■ **Task requirements**: List each line of the material below in which the word "wall" appears.

__________________________________________________

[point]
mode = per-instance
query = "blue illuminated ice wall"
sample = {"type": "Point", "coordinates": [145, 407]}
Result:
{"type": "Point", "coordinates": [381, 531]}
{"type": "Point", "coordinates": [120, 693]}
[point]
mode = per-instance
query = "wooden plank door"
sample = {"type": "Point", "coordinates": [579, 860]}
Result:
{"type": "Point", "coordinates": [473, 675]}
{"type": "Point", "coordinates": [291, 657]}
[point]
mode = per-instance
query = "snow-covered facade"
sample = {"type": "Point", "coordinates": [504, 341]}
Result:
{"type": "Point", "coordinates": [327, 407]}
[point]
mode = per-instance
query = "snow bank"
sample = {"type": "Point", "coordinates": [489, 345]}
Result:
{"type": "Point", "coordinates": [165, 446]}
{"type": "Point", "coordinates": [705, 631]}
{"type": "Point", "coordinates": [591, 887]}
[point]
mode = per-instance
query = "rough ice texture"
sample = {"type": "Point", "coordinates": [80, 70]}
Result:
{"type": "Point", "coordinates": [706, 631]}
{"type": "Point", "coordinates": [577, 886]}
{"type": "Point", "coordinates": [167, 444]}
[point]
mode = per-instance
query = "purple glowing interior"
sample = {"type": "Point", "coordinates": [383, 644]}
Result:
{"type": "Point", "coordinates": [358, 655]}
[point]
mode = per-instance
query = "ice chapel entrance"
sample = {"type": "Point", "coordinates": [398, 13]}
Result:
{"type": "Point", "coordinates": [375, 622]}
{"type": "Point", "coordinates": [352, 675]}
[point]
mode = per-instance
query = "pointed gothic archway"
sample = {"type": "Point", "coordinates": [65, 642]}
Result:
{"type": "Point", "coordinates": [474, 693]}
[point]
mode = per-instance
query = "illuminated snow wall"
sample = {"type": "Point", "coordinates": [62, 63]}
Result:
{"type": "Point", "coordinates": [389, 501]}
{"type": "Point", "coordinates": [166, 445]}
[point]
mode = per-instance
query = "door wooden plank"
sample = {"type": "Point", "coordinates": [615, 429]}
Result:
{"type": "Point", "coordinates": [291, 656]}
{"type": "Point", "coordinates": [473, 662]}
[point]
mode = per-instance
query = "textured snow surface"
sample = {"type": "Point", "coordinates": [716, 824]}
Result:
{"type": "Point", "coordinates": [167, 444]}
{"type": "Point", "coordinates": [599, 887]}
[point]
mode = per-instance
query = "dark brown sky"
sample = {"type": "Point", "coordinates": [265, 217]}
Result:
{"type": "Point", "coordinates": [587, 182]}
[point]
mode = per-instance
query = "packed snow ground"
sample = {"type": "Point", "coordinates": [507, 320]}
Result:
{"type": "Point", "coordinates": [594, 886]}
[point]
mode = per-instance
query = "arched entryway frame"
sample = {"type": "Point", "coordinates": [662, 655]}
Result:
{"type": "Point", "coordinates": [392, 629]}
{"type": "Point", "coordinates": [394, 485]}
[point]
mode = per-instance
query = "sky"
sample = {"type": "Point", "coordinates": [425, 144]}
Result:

__________________________________________________

■ **Result of the task**:
query = "blue illuminated ice wall"
query = "illuminated snow wall"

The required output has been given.